(Referring expression data)
____

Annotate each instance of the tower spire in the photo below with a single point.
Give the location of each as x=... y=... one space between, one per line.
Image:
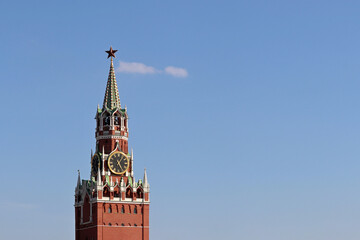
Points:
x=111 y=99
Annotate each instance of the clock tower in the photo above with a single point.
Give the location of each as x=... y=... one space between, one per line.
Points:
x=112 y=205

____

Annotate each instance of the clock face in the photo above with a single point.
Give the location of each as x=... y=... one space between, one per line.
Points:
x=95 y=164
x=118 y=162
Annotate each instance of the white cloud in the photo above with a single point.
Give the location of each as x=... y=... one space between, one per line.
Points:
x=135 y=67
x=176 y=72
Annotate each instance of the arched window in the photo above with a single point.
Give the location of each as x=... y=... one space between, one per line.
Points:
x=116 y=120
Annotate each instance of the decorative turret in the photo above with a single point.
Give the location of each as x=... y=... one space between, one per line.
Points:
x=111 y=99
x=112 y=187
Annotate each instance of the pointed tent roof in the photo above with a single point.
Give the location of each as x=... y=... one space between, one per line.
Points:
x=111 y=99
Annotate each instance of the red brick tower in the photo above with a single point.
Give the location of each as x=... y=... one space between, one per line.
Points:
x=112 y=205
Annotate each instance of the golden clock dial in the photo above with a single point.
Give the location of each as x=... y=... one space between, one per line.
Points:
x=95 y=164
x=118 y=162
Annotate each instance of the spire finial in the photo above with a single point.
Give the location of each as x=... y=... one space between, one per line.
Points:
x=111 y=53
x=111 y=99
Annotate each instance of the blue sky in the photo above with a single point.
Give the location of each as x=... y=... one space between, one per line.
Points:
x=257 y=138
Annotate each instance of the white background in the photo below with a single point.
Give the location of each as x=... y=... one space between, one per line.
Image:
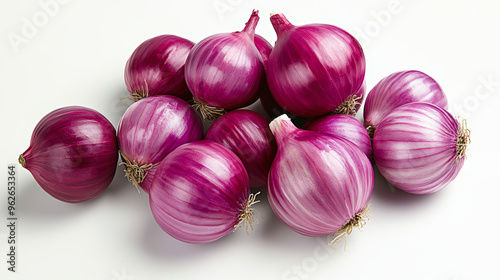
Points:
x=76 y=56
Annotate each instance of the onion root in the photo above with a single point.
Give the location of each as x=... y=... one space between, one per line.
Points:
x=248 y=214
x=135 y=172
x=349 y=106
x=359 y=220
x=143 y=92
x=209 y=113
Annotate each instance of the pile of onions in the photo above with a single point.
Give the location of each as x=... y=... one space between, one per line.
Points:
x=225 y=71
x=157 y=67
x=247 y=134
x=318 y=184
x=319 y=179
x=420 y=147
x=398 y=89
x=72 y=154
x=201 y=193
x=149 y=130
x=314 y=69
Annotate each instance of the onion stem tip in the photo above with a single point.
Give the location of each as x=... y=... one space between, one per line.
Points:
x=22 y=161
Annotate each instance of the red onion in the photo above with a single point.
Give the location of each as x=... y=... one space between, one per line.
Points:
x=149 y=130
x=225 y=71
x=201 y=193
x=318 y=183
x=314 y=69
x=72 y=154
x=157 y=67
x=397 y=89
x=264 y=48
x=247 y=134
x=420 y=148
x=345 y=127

____

For each line above that contains the word "below", give the line as it is written.

Solution to this task =
Annotate each instance of the tower spire in the photo below with a single point.
Annotate each instance of the white background in the photo below with a single point.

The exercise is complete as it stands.